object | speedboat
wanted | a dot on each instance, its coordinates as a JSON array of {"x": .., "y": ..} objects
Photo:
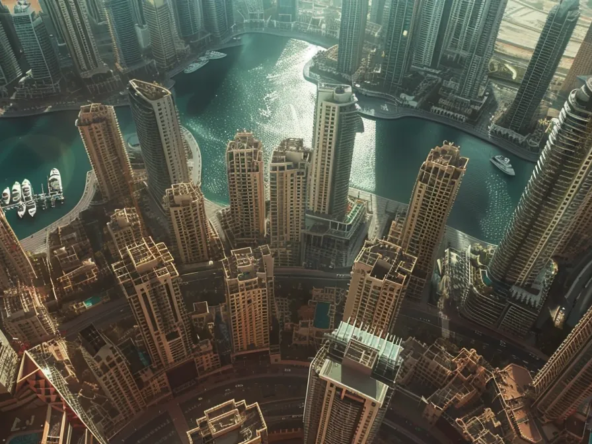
[
  {"x": 503, "y": 163},
  {"x": 55, "y": 182},
  {"x": 16, "y": 192},
  {"x": 201, "y": 62},
  {"x": 214, "y": 55}
]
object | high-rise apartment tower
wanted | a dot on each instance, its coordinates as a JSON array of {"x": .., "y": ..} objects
[
  {"x": 288, "y": 179},
  {"x": 351, "y": 36},
  {"x": 244, "y": 169},
  {"x": 249, "y": 281},
  {"x": 550, "y": 47},
  {"x": 565, "y": 382},
  {"x": 104, "y": 144},
  {"x": 431, "y": 201},
  {"x": 159, "y": 132},
  {"x": 149, "y": 280},
  {"x": 350, "y": 383},
  {"x": 191, "y": 228},
  {"x": 548, "y": 209},
  {"x": 380, "y": 277}
]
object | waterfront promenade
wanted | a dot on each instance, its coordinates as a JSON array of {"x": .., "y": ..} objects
[{"x": 37, "y": 242}]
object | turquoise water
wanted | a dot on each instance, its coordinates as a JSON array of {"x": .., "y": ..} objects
[{"x": 260, "y": 87}]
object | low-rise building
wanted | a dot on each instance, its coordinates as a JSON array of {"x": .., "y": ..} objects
[{"x": 231, "y": 422}]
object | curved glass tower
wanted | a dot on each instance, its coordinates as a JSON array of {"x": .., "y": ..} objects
[{"x": 556, "y": 190}]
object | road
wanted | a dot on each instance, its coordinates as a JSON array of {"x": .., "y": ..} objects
[{"x": 38, "y": 241}]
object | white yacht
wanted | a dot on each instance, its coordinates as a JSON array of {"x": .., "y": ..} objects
[
  {"x": 16, "y": 192},
  {"x": 28, "y": 198},
  {"x": 503, "y": 163},
  {"x": 201, "y": 62},
  {"x": 214, "y": 55},
  {"x": 55, "y": 182}
]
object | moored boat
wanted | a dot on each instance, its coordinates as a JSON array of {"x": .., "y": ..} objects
[
  {"x": 16, "y": 192},
  {"x": 503, "y": 164},
  {"x": 201, "y": 62}
]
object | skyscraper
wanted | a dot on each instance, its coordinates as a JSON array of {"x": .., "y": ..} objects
[
  {"x": 159, "y": 132},
  {"x": 244, "y": 168},
  {"x": 128, "y": 53},
  {"x": 380, "y": 277},
  {"x": 335, "y": 225},
  {"x": 189, "y": 18},
  {"x": 565, "y": 381},
  {"x": 398, "y": 42},
  {"x": 71, "y": 18},
  {"x": 581, "y": 66},
  {"x": 191, "y": 228},
  {"x": 351, "y": 36},
  {"x": 125, "y": 228},
  {"x": 167, "y": 48},
  {"x": 288, "y": 179},
  {"x": 104, "y": 144},
  {"x": 25, "y": 318},
  {"x": 36, "y": 43},
  {"x": 149, "y": 280},
  {"x": 111, "y": 369},
  {"x": 431, "y": 201},
  {"x": 10, "y": 69},
  {"x": 336, "y": 123},
  {"x": 231, "y": 422},
  {"x": 550, "y": 47},
  {"x": 552, "y": 199},
  {"x": 15, "y": 264},
  {"x": 426, "y": 32},
  {"x": 249, "y": 281},
  {"x": 469, "y": 41},
  {"x": 350, "y": 383}
]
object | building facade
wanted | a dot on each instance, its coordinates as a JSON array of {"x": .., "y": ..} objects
[
  {"x": 231, "y": 422},
  {"x": 100, "y": 133},
  {"x": 25, "y": 318},
  {"x": 351, "y": 36},
  {"x": 16, "y": 265},
  {"x": 398, "y": 49},
  {"x": 426, "y": 32},
  {"x": 555, "y": 193},
  {"x": 559, "y": 27},
  {"x": 159, "y": 132},
  {"x": 350, "y": 383},
  {"x": 36, "y": 44},
  {"x": 10, "y": 69},
  {"x": 189, "y": 18},
  {"x": 111, "y": 370},
  {"x": 167, "y": 47},
  {"x": 125, "y": 229},
  {"x": 244, "y": 169},
  {"x": 126, "y": 46},
  {"x": 194, "y": 236},
  {"x": 248, "y": 275},
  {"x": 288, "y": 180},
  {"x": 380, "y": 276},
  {"x": 565, "y": 382},
  {"x": 218, "y": 17},
  {"x": 149, "y": 280},
  {"x": 433, "y": 196},
  {"x": 73, "y": 20},
  {"x": 581, "y": 66}
]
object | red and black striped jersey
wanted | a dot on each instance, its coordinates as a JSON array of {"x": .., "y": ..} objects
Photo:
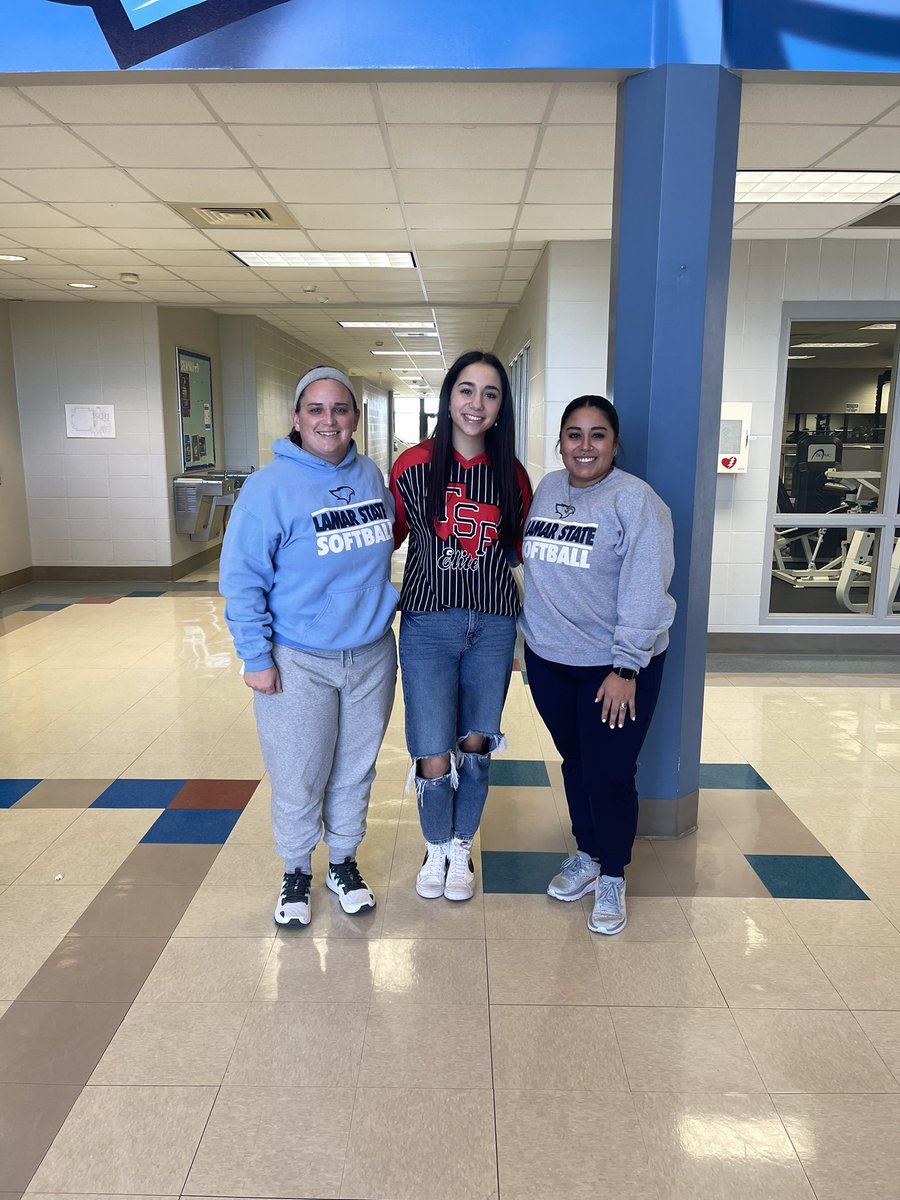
==*==
WHAT NEEDS TO BE DONE - Rewrite all of the entries above as a numbered list with no blank lines, and omit the pictures.

ANSWER IN FULL -
1. object | speedboat
2. wanted | a dot on each instance, its coordinates as a JSON array of {"x": .., "y": ..} objects
3. Photo:
4. [
5.   {"x": 503, "y": 163},
6.   {"x": 55, "y": 182},
7.   {"x": 16, "y": 192},
8.   {"x": 201, "y": 62},
9.   {"x": 214, "y": 55}
10. ]
11. object | high-rise apartment tower
12. wanted | a dot on each instance, its coordinates as a JSON array of {"x": .., "y": ..} objects
13. [
14.   {"x": 288, "y": 179},
15.   {"x": 351, "y": 36},
16.   {"x": 244, "y": 169},
17.   {"x": 249, "y": 281},
18.   {"x": 550, "y": 47},
19.   {"x": 565, "y": 382},
20.   {"x": 104, "y": 144},
21.   {"x": 431, "y": 201},
22.   {"x": 159, "y": 132},
23.   {"x": 149, "y": 280},
24.   {"x": 350, "y": 383},
25.   {"x": 191, "y": 228},
26.   {"x": 548, "y": 209},
27.   {"x": 380, "y": 277}
28. ]
29. object | waterfront promenade
30. wanted | a dot on each instance, its coordinates as a JSON array of {"x": .., "y": ..} objects
31. [{"x": 37, "y": 242}]
32. object | turquoise water
33. wanted | a dot on each instance, its coordinates as a JSON array of {"x": .., "y": ..} objects
34. [{"x": 260, "y": 87}]
35. object | low-rise building
36. wanted | a dot on each instance, its coordinates as a JSON array of {"x": .., "y": ..} objects
37. [{"x": 231, "y": 422}]
38. object | curved glass tower
39. wanted | a dot on each instance, its coordinates as a JSON array of {"x": .., "y": ..} objects
40. [{"x": 556, "y": 190}]
41. object | road
42. wanted | a dot on each instance, its coordinates as a JSON array of {"x": .., "y": ..} objects
43. [{"x": 38, "y": 241}]
44. object | white yacht
45. wanted | a dot on each instance, its coordinates as a JSON array of {"x": .., "y": ..} objects
46. [
47.   {"x": 16, "y": 192},
48.   {"x": 28, "y": 198},
49.   {"x": 503, "y": 163},
50.   {"x": 201, "y": 62},
51.   {"x": 214, "y": 55},
52.   {"x": 55, "y": 182}
53. ]
54. object | moored boat
55. wanted | a dot on each instance, its coordinates as a JSON array of {"x": .., "y": ..} objects
56. [
57.   {"x": 16, "y": 192},
58.   {"x": 503, "y": 164},
59.   {"x": 201, "y": 62}
60. ]
61. object | skyscraper
62. wanted | a dot on each instance, its coordinates as a JSON array of {"x": .., "y": ..} objects
63. [
64.   {"x": 159, "y": 132},
65.   {"x": 244, "y": 168},
66.   {"x": 128, "y": 53},
67.   {"x": 380, "y": 277},
68.   {"x": 335, "y": 225},
69.   {"x": 189, "y": 18},
70.   {"x": 565, "y": 381},
71.   {"x": 398, "y": 42},
72.   {"x": 71, "y": 18},
73.   {"x": 581, "y": 66},
74.   {"x": 191, "y": 228},
75.   {"x": 351, "y": 36},
76.   {"x": 125, "y": 228},
77.   {"x": 167, "y": 48},
78.   {"x": 288, "y": 179},
79.   {"x": 104, "y": 144},
80.   {"x": 25, "y": 318},
81.   {"x": 36, "y": 43},
82.   {"x": 149, "y": 280},
83.   {"x": 111, "y": 369},
84.   {"x": 431, "y": 201},
85.   {"x": 10, "y": 69},
86.   {"x": 336, "y": 123},
87.   {"x": 231, "y": 422},
88.   {"x": 550, "y": 47},
89.   {"x": 552, "y": 199},
90.   {"x": 15, "y": 264},
91.   {"x": 426, "y": 32},
92.   {"x": 249, "y": 281},
93.   {"x": 469, "y": 41},
94.   {"x": 350, "y": 383}
95. ]
96. object | building facade
97. wanted | a dot on each instance, its coordinates as a JSON array of {"x": .., "y": ..} objects
98. [
99.   {"x": 231, "y": 422},
100.   {"x": 100, "y": 133},
101.   {"x": 25, "y": 318},
102.   {"x": 351, "y": 36},
103.   {"x": 16, "y": 265},
104.   {"x": 398, "y": 49},
105.   {"x": 426, "y": 32},
106.   {"x": 555, "y": 193},
107.   {"x": 559, "y": 27},
108.   {"x": 159, "y": 132},
109.   {"x": 350, "y": 383},
110.   {"x": 36, "y": 44},
111.   {"x": 10, "y": 69},
112.   {"x": 189, "y": 18},
113.   {"x": 111, "y": 370},
114.   {"x": 167, "y": 47},
115.   {"x": 125, "y": 229},
116.   {"x": 244, "y": 169},
117.   {"x": 126, "y": 46},
118.   {"x": 194, "y": 236},
119.   {"x": 248, "y": 275},
120.   {"x": 288, "y": 180},
121.   {"x": 380, "y": 276},
122.   {"x": 565, "y": 382},
123.   {"x": 218, "y": 17},
124.   {"x": 149, "y": 280},
125.   {"x": 433, "y": 196},
126.   {"x": 73, "y": 20},
127.   {"x": 581, "y": 66}
128. ]
129. object | red and black striped jersey
130. wanted | a dot on each instance, its coordinates as a JSON array of {"x": .., "y": ..} objects
131. Photo:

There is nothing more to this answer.